- **Exercise**
Continue the forum thread about skipping commercials with the 30-second skip versus fast-forward, starting right after its last line.

- **Text passage**
<<<<

I voted no for using it. I set it up and tried but just didn't like it. I have hitting the button 4, 5, 6 or so times to get through the commercials and like others reported to me it seemed to always be off. I also like control better so while fast forwarding I am in control. In addition I watch the commercials while fast forwarding to find new shows, find out about shows that may be on a special night and mess up my season passes, etc. If I do the 30 second skip trick I won't see those. With fastfowarding I have trained myself and actually hit the show at the right spot usually.


----------



## pdhenry (Feb 28, 2005)

For most (many?) programs you can watch for the TV rating in the upper lefthand corner of the screen. It appears at the beginning of the programming after the ad breaks for a few seconds - just long enough to catch it while 3XFFing.


----------



## LiveBlues (Oct 30, 2001)

I'ved used the 30 second skip for years now and much prefer it to FF. My wife, on the other hand prefers to use FF. To each their own.


----------



## Justin Thyme (Mar 29, 2005)

Ditto. Please pass the dark meat. 

I am triple FF'r. My fingers know the instant to stop. Perfect sync to beginning.


----------



## tedbill (Feb 12, 2002)

Wow, I'm shocked this is even close. I love the 30 second skip. Between the 30 second skip and the replay button I can move through the commercials much faster than the 3x FF.


----------



## micmason (Nov 11, 2006)

:up: :up: :up: For 30 second skip.From the thumb of a video gamer,it was easy to master skip,rew(if needed)& play,quickly and effortlessly.The only timeI use FF is if I'm looking for a particular scene in a show or movie.


----------



## HomieG (Feb 17, 2003)

Use the 30-sec skip all the time. Our Comcast/Motorola 3412 DVR has a 7-second rewind button on the remote that seems to be just about perfect for those times that the 30-second skip goes just a little bit far over and into the programming we want to watch.


----------



## JYoung (Jan 16, 2002)

I have it enabled but I honestly use FF more than the skip.

So if it was removed, it wouldn't kill me.


----------



## JacksTiVo (Jan 7, 2006)

I have been using the 30 second skip for several years. Most commercial breaks are about 3 minutes long. I just hit the button six times and the show resumes. If I overshoot, one or two hits of the 6 second return usually does the trick.

I have given the 30 second programing code to several friends and they can't thank me enough for enriching their TiVo experience.


----------



## TiVoEvan74 (Sep 11, 2004)

Use it all the time on both TiVos. It's so much better than having to watch the commercials even at high speed. I just don't need that garbage dumped into my synapses!


----------



## Justin Thyme (Mar 29, 2005)

micmason said:


> :up: :up: :up: For 30 second skip.From the thumb of a video gamer,it was easy to master skip,rew(if needed)& play,quickly and effortlessly.The only timeI use FF is if I'm looking for a particular scene in a show or movie.

>>>>

- **Stored data**
<<<<

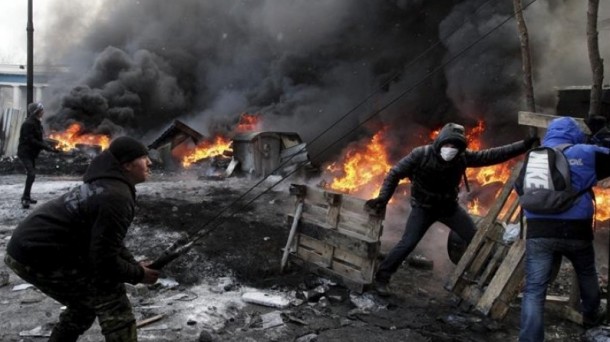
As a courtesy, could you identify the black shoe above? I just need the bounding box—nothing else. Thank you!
[375,280,391,297]
[582,306,607,329]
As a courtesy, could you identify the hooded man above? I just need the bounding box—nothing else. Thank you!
[4,137,159,342]
[519,117,610,342]
[17,102,59,209]
[366,123,538,296]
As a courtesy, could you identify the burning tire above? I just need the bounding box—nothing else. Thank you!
[447,230,468,265]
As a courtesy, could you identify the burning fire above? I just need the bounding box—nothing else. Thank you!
[182,135,233,167]
[235,113,260,132]
[325,121,610,222]
[49,123,110,151]
[326,129,406,198]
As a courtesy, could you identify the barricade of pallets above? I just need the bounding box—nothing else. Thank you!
[445,112,588,323]
[282,184,385,292]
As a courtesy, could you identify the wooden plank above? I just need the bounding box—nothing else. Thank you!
[477,243,506,288]
[341,196,366,216]
[296,234,333,267]
[468,223,504,275]
[338,211,369,238]
[518,111,591,134]
[445,163,521,293]
[366,213,385,241]
[476,240,525,319]
[324,191,342,228]
[305,186,328,208]
[288,215,379,259]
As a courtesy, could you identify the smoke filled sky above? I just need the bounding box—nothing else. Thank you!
[0,0,610,158]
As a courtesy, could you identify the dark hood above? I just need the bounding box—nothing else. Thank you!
[432,123,467,152]
[83,150,135,192]
[542,117,587,147]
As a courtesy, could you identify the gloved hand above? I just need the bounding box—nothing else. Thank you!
[364,197,388,210]
[523,137,540,150]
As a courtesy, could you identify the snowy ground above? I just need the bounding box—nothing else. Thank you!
[0,174,600,342]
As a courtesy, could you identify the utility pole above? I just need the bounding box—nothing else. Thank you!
[26,0,34,108]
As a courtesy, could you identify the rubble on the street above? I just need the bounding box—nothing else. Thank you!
[0,173,599,342]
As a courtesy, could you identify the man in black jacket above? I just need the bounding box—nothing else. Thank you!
[4,137,159,342]
[17,103,59,209]
[366,123,538,296]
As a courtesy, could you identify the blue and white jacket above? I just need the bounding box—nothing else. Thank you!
[525,117,610,239]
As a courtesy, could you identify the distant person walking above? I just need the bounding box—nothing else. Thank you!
[17,102,59,209]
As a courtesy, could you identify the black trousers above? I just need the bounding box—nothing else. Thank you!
[4,254,138,342]
[376,203,476,282]
[18,156,36,199]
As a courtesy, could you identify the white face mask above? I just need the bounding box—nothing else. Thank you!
[441,147,458,161]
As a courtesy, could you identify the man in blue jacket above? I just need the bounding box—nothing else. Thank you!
[519,117,610,342]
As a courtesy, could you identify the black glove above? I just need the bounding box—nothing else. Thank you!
[364,197,388,210]
[523,137,540,150]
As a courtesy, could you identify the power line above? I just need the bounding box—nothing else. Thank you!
[150,0,537,268]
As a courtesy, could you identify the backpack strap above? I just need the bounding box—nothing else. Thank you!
[462,152,470,192]
[554,144,597,212]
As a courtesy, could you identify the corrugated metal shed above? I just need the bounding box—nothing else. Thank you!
[0,108,27,156]
[233,132,309,177]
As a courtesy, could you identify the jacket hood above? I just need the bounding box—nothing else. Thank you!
[432,123,467,152]
[83,150,135,190]
[542,117,587,147]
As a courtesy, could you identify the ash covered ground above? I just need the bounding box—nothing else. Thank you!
[0,157,607,342]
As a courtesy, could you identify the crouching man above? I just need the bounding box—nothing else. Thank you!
[4,137,159,342]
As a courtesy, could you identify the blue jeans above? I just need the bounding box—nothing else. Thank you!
[519,238,600,342]
[375,203,476,283]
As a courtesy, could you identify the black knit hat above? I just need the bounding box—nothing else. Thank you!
[28,102,44,115]
[108,136,148,164]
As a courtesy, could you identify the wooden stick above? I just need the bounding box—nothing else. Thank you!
[136,314,165,328]
[280,200,303,272]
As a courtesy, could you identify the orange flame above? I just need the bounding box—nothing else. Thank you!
[49,123,110,151]
[235,113,260,132]
[325,121,610,222]
[325,129,406,198]
[182,135,232,167]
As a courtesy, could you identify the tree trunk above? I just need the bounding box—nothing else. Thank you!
[513,0,537,136]
[587,0,604,119]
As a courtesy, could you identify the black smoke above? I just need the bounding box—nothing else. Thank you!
[40,0,604,160]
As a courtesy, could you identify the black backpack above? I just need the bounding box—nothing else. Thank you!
[515,145,591,214]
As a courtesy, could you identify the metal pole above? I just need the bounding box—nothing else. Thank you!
[26,0,34,108]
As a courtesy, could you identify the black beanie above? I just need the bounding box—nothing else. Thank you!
[108,136,148,164]
[28,102,44,115]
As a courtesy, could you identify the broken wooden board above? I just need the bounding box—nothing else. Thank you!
[287,184,385,292]
[519,111,591,135]
[445,163,525,319]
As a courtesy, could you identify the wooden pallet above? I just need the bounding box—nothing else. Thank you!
[445,163,525,319]
[287,184,385,292]
[445,112,588,323]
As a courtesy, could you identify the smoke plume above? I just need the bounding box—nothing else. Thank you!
[44,0,610,158]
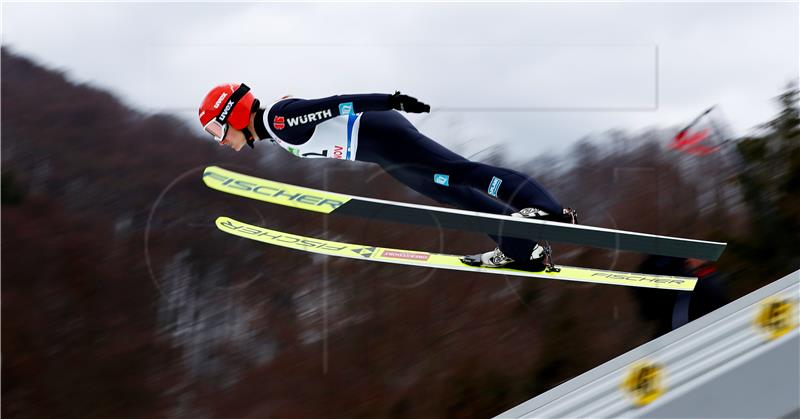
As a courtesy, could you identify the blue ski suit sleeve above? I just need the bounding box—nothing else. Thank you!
[264,93,392,145]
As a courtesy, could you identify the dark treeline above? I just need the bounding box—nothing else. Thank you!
[2,49,800,418]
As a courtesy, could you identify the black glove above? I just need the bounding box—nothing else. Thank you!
[389,92,431,113]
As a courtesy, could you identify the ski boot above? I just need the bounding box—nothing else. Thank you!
[461,244,559,272]
[511,207,578,224]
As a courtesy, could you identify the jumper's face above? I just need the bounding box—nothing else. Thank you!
[219,125,247,151]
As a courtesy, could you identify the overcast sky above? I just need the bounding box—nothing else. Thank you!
[2,2,800,158]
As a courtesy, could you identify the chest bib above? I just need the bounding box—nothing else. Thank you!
[265,113,361,160]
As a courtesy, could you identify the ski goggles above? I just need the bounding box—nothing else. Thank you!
[203,83,250,143]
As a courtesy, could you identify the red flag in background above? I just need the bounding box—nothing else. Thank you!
[669,106,725,156]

>>>>

- **Output of the task**
That may be the close to the core of it. When I am on my own, I am impatient for the 3Xff to get to where I want. Unlike the others in my household, I easily pick up finger twitch video game things. But I have to be focused for the timing and most of the time I have my eye on what the 4 kids are doing, and so it's just to much for my little brain to do finger gymnastics any more complicated that the triple FF. I suppose it would be different if I had more than 10 minutes at a stretch to watch stuff I am interested in.


----------



## hookbill (Dec 14, 2001)

I love 30 second skip and tick. One of the things I missed so much when I was saddled with the SA 8300.


----------



## retired_guy (Aug 27, 2004)

wbradney said:


> Enabled it once on an S2 and never really liked it. I can skip commercials of any length quite quickly and accurately with 3xFF. Crucially, it disables the default use of the ->| button (skipping in 15 min intervals), which I find much more useful than 30 sec skip.


I had the same experience when I tried it long ago. I found the FF much better and also use the 15 minute skip a lot.


----------



## aridon (Aug 31, 2006)

I love it. 30 second skip until the show comes back on and maybe hit a replay (6 second back) once or twice if you go to far. Faster for me than using regular FF. Besides I can still see the ads with FF


----------



## annenoe (Oct 19, 2003)

I love it - my husband HATES it. Go figure.

One of the things I really like about it is being able to "time" the commercials. I count the number of hits I need to get on with the show. It's very telling.


----------



## Bierboy (Jun 12, 2004)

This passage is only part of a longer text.